Written request » Write out every line of the entries below again without changing a thing, but leave the pictures out.

Extracted material »
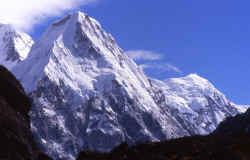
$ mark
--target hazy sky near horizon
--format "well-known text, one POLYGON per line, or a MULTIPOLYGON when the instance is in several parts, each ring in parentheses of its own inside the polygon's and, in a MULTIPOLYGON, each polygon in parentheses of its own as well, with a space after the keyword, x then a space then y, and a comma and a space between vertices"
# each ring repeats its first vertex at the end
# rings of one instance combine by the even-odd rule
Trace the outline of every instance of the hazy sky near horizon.
POLYGON ((27 28, 37 39, 56 16, 81 10, 149 76, 164 80, 197 73, 233 102, 250 104, 249 5, 247 0, 85 1, 59 7, 27 28))

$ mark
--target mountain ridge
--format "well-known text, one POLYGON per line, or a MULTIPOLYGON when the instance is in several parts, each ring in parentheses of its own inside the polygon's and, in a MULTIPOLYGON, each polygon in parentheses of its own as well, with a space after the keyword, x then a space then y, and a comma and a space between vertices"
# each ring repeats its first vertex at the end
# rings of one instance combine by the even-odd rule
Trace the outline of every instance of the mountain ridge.
POLYGON ((186 84, 148 78, 96 20, 81 12, 53 23, 13 72, 33 100, 37 143, 55 159, 75 159, 82 149, 110 151, 123 141, 208 134, 223 117, 242 112, 217 90, 198 87, 214 93, 207 96, 192 93, 192 81, 181 88, 186 84), (222 118, 216 118, 220 112, 222 118))

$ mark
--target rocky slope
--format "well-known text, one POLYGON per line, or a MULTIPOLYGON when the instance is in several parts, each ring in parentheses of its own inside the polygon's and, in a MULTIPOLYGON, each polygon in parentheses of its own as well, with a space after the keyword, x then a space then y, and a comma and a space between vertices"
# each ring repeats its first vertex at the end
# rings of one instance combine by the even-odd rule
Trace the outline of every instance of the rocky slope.
POLYGON ((12 70, 28 56, 32 44, 29 35, 15 30, 10 24, 0 22, 0 65, 12 70))
POLYGON ((183 90, 179 82, 149 80, 81 12, 53 23, 13 71, 33 99, 37 143, 55 159, 75 159, 83 149, 110 151, 123 141, 208 134, 224 117, 241 112, 213 86, 192 90, 203 83, 198 76, 183 78, 190 85, 183 90))
POLYGON ((213 132, 218 136, 230 136, 250 133, 250 109, 246 113, 226 118, 213 132))
POLYGON ((35 146, 28 116, 30 106, 20 83, 0 66, 0 159, 49 160, 35 146))
POLYGON ((110 153, 82 151, 77 160, 248 160, 250 135, 194 136, 165 142, 123 143, 110 153))

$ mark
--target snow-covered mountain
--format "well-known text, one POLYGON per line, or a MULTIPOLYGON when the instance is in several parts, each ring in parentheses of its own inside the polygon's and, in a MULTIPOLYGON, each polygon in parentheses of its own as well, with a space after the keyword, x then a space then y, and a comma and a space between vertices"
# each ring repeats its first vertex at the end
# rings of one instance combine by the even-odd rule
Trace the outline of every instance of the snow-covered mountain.
POLYGON ((0 64, 9 70, 23 61, 33 45, 26 33, 15 30, 10 24, 0 22, 0 64))
POLYGON ((54 159, 109 151, 123 141, 207 134, 241 112, 197 75, 149 79, 81 12, 53 23, 13 71, 33 99, 37 143, 54 159))
POLYGON ((211 133, 226 117, 247 109, 227 100, 208 80, 197 74, 151 82, 162 90, 171 115, 190 135, 211 133))

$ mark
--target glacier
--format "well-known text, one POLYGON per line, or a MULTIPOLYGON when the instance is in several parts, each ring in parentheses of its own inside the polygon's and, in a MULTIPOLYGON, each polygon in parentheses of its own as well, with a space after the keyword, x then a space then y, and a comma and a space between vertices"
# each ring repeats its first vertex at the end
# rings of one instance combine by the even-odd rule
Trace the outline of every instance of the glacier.
POLYGON ((191 74, 147 77, 82 12, 54 22, 12 69, 32 99, 31 128, 41 150, 73 160, 84 149, 209 134, 244 112, 209 81, 191 74))
POLYGON ((34 41, 12 25, 0 22, 0 64, 12 70, 27 58, 34 41))

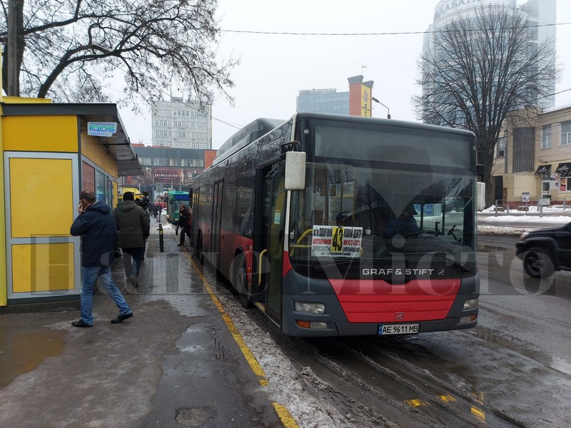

The response »
$ mark
--target hazy sky near horizon
--format "well-known text, one POLYGON per line, or a MULTIPOLYGON when the instance is in several parts, each ring in parentheses of its own inside the polygon's and, in a MULTIPOLYGON, each polygon in parentheses of its own as well, with a space after the keyword, x then a space then y, and a comma and a space between vertices"
# each ring repeats its first vertex at the end
# rings of one instance combine by the even-odd rule
Trace the outline of every instance of the hazy sky near horizon.
POLYGON ((27 28, 37 39, 56 16, 81 10, 149 76, 164 80, 197 73, 233 102, 250 104, 249 5, 247 0, 85 1, 59 7, 27 28))

$ mark
--target mountain ridge
--format "well-known text, one POLYGON per line, or a MULTIPOLYGON when the instance is in several parts, each ring in parentheses of its own inside the polygon's and, in a MULTIPOLYGON, each polygon in parentheses of its own as well, with a space after the keyword, x then a space then y, and a comma and a space between vertices"
# each ring repeats its first vertex at the end
# rings of one instance combine by the even-odd rule
Trace the outline of every instance of the mountain ridge.
POLYGON ((186 84, 148 78, 96 20, 81 12, 53 23, 13 72, 33 100, 37 143, 55 159, 75 159, 82 149, 110 151, 123 141, 208 134, 223 117, 242 112, 217 90, 198 87, 214 93, 207 96, 192 93, 192 81, 181 88, 186 84), (222 118, 216 118, 220 112, 222 118))

$ mark
--target rocky slope
--format "well-known text, one POLYGON per line, or a MULTIPOLYGON when the instance is in several parts, each ring in parentheses of its own inside the polygon's and, in a MULTIPOLYGON, each polygon in parentheses of its own as well, with a space after the keyword, x then a space then y, and a comma and a space between vertices"
# each ring repeats its first vertex at the end
# rings of one instance combine by the even-odd rule
Trace the outline of every instance of the rocky slope.
POLYGON ((12 70, 28 56, 32 44, 29 35, 15 30, 10 24, 0 22, 0 65, 12 70))
POLYGON ((183 90, 179 82, 149 80, 81 12, 53 23, 13 71, 33 99, 37 143, 55 159, 75 159, 83 149, 110 151, 123 141, 208 134, 224 117, 241 112, 213 86, 192 90, 203 83, 198 76, 183 78, 190 85, 183 90))
POLYGON ((213 132, 218 136, 230 136, 250 133, 250 109, 246 113, 226 118, 213 132))
POLYGON ((35 146, 28 116, 30 106, 20 83, 0 66, 0 159, 49 160, 35 146))
POLYGON ((110 153, 82 151, 77 160, 248 160, 250 135, 194 136, 165 142, 123 143, 110 153))

$ mark
--target snow-covered mountain
--format "well-known text, one POLYGON per line, or a MULTIPOLYGON when the instance is in several parts, each ring in parentheses of its own inside the polygon's and, in a MULTIPOLYGON, each polygon in parentheses of its own as well, with a space after the keyword, x then a space then y, and a comma and a space between vertices"
# each ring repeats its first vertex at the end
# rings of one instance combine by the even-odd rule
Trace the outline of every instance of the snow-covered mountain.
POLYGON ((0 64, 9 70, 23 61, 33 45, 26 33, 15 30, 10 24, 0 22, 0 64))
POLYGON ((54 159, 109 151, 123 141, 207 134, 241 112, 197 75, 149 79, 81 12, 53 23, 13 71, 33 99, 37 143, 54 159))
POLYGON ((211 133, 226 117, 247 109, 227 100, 208 80, 197 74, 151 82, 162 90, 171 115, 190 135, 211 133))

$ mark
--target glacier
--format "well-known text, one POLYGON per line, or a MULTIPOLYGON when the instance is in several parts, each ring in parentheses of its own inside the polygon's and, in a MULTIPOLYGON, each polygon in parentheses of its own as well, with a space after the keyword, x then a space then y, and a comma and a space between vertices"
# each ring repeats its first vertex at the end
# rings of one instance combine by the even-odd rule
Trace the outline of every instance of the glacier.
POLYGON ((191 74, 147 77, 82 12, 54 22, 12 69, 32 99, 31 128, 41 150, 73 160, 84 149, 209 134, 244 112, 209 81, 191 74))
POLYGON ((34 41, 12 25, 0 22, 0 64, 12 70, 27 58, 34 41))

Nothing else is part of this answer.